## WRITTEN PROBLEM A
Using the excerpt about Victor Hugues, mark each statement yes or no and quote the words that decide it: (i) Hugues was born in Marseille. (ii) Hugues landed in Guadeloupe with more than 2,000 soldiers. (iii) Hugues succeeded in retaking Anguilla in 1796.
## WRITTEN PROBLEM B
Give every person named in the excerpt about Victor Hugues.

## EXCERPT
__________

Jean-Baptiste Victor Hugues sometimes spelled Hughes (born in Marseille July 20, 1762 and died in Cayenne August 12, 1826) was a French politician and colonial administrator during the French Revolution, who governed Guadeloupe from 1794 to 1798, emancipating the island's slaves under orders from the National Convention.

Jean-Baptiste Victor Hugues was born to a rich family of Marseille's bourgeoisie, son of Jean-François Hugues 1725-1789, a salesman, and Catherine Fodrin 1729-1822, issued from a family of silk traders of Saint-Étienne.

The family settled as colonists in Saint-Domingue at the beginning of the 1780s, but Victor was forced to return to France because of the Haitian Revolution. He then appointed Procureur of the Comité de salut public in La Rochelle with the support of the local Jacobin Club. He was subsequently appointed governor of Guadeloupe, where he was ordered to apply the emancipation decrees which declared the end of slavery in all French territories in February 1794.

Following the signing of the Whitehall Accord by (representing Guadeloupe), a British task force successfully invaded the island in April 1794. The planters and other Royalists had signed the Whitehall Accord with the British and colluded with France's rival as a way of rejecting revolutionary events, particularly the abolition of slavery. When Hugues disembarked on 21 May 1794, he had a small force of 1,150 soldiers. He immediately declared an end to slavery and so rallied the slaves and gens de couleur. Within five days he took the capital, Pointe-à-Pitre. Hugues was able to retake the island by 6 October 1794, when he obliged the English general to surrender in his camp of Barville with his whole force, in which were comprised 800 French emigres and 900 soldiers of African descent. He led a failed attempt to retake Anguilla in 1796.

__________

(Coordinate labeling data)

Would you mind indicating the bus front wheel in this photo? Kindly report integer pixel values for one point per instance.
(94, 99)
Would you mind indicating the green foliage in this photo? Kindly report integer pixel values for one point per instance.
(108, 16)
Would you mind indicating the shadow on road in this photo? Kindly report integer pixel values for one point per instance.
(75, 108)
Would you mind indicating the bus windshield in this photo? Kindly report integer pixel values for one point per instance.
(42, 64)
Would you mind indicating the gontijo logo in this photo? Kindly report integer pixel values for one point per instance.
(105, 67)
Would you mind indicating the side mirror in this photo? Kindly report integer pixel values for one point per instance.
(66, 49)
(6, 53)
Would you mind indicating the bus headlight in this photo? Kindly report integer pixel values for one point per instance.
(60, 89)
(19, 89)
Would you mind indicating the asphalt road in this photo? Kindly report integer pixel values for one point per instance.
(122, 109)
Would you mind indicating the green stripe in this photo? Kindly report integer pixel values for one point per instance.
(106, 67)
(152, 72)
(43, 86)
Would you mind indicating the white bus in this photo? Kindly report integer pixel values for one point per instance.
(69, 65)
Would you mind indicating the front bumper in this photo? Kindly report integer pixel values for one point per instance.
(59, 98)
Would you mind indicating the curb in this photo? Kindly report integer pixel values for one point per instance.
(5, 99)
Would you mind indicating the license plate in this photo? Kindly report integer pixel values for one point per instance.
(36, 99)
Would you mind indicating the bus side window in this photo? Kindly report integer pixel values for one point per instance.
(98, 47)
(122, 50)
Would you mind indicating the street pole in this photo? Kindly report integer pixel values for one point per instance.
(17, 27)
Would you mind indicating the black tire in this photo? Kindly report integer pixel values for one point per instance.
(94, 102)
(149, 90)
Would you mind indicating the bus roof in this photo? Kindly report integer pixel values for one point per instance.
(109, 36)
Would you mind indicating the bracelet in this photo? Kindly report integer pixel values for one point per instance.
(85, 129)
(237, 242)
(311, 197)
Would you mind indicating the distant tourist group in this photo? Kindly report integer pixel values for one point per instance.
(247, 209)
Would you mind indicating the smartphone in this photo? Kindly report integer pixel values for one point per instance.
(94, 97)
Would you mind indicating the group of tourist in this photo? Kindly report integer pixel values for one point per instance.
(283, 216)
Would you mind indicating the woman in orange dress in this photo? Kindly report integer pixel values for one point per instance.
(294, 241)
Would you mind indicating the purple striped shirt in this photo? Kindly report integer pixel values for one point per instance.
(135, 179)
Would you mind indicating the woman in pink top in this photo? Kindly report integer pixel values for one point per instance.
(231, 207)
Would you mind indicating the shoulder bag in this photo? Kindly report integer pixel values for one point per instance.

__________

## TASK OUTPUT A
(i) Yes: "born in Marseille July 20, 1762"
(ii) No: "he had a small force of 1,150 soldiers"
(iii) No: "He led a failed attempt to retake Anguilla in 1796."

## TASK OUTPUT B
Jean-Baptiste Victor Hugues
Jean-François Hugues
Catherine Fodrin